### Source text
----------------------------------------

It also ruled out anything that is good for you. Quit smoking. Go to the gym. Walk two miles a day. Eat right. That sort of nonsense.
If you want to set a goal I guarantee you won’t keep, set a goal that is good for you or makes you a better person. Oh, you may last a while, but eventually you will crack. And by ‘crack’ I mean crack so loud it will cause permanent hearing loss to anyone within fifty yards of you when it happens.
Next thing you know you’ll be shoving entire wedges of cheesecake down your throat while smoke from the unfiltered Marlboro clenched in the corner of your mouth makes your eyes even redder than they already are from you staying up half the night watching too many ‘R’ rated movies on television and you are praying to your Maker, which takes some nerve inasmuch as you haven’t set foot in church ever since TV Land started broadcasting those Bonanza re-runs on Sunday, that you don’t spontaneously combust when all the alcohol fumes you are burping up from your distended belly billow out of your throat and ignite against the business end of your cigarette.

----------------------------------------

### Supplied information
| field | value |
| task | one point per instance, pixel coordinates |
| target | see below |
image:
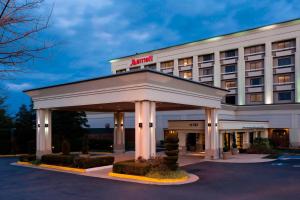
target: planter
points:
(234, 151)
(226, 155)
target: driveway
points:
(272, 180)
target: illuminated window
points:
(256, 98)
(230, 84)
(284, 78)
(185, 61)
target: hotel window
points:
(230, 68)
(207, 71)
(255, 65)
(230, 84)
(185, 61)
(284, 61)
(208, 57)
(120, 71)
(256, 81)
(284, 96)
(256, 98)
(186, 74)
(230, 53)
(230, 99)
(286, 78)
(167, 64)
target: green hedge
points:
(58, 159)
(85, 163)
(27, 158)
(132, 167)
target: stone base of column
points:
(119, 148)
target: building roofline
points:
(209, 38)
(122, 74)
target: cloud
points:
(18, 87)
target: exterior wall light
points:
(140, 125)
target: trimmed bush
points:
(27, 158)
(58, 159)
(132, 167)
(171, 144)
(85, 163)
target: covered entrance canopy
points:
(143, 92)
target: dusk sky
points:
(89, 33)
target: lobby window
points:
(284, 61)
(207, 71)
(167, 64)
(256, 98)
(256, 81)
(208, 57)
(230, 53)
(185, 61)
(230, 68)
(284, 96)
(230, 99)
(286, 78)
(230, 84)
(120, 71)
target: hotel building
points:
(243, 85)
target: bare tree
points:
(20, 22)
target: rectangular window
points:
(167, 64)
(230, 53)
(230, 68)
(256, 81)
(256, 98)
(230, 84)
(284, 61)
(185, 61)
(284, 78)
(284, 96)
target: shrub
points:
(27, 158)
(171, 144)
(58, 159)
(85, 163)
(132, 167)
(66, 147)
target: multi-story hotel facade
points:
(261, 69)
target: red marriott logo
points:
(137, 61)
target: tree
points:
(70, 126)
(19, 26)
(25, 129)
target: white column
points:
(176, 69)
(43, 132)
(297, 71)
(212, 144)
(268, 73)
(217, 69)
(145, 144)
(119, 132)
(195, 69)
(241, 77)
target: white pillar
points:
(195, 69)
(212, 144)
(297, 71)
(268, 73)
(43, 132)
(119, 132)
(241, 77)
(217, 69)
(145, 119)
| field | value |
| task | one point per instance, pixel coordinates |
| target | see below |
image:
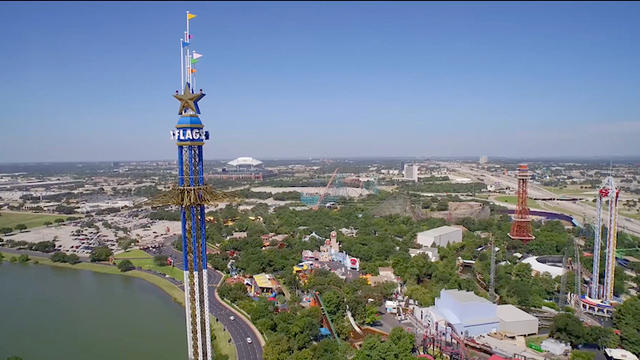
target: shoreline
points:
(174, 292)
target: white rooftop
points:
(440, 230)
(244, 161)
(463, 296)
(542, 268)
(620, 354)
(511, 313)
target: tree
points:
(160, 260)
(582, 355)
(627, 319)
(59, 256)
(604, 337)
(43, 246)
(567, 327)
(125, 265)
(73, 259)
(403, 340)
(233, 292)
(371, 315)
(100, 253)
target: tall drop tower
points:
(609, 192)
(192, 194)
(521, 226)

----------------------------------------

### What this exercise asks
a: In the passage about setting goals, how close must someone be to suffer permanent hearing loss when you crack?
b: Pick up the passage about setting goals right after its final sentence and write the next few lines in the same voice.
The entries have nothing to do with the text.

### Outputs in order
a: Within fifty yards of you.

b:
The first short-term goal I ever set was part of a exercise we had to do for that class. My goal was to go all day without being gored by a rhino. The instructor told me I was not taking the class seriously. I informed her I seriously did not want to be gored by a rhino.
The following day, after I told her my goal was to not be mauled by a tiger, she insisted I pick a more “realistic” goal. I told her my new goal was to successfully breathe oxygen all day with a little nitrogen tossed in just for good measure. My long term goal for the class was to quit smoking if I ever started. She ignored me for the rest of the class.
I still work with several members of that class and I am proud to say I am the only one that stuck to their goals. Nary a one stuck to their diet for long. The two who smoked still smoke. One is a big fan of Bonanza.
I am thinking about sitting down and writing a book on how to create goals you can stick to. I will too as soon as I can sit down. Right now I am too sore in strange places.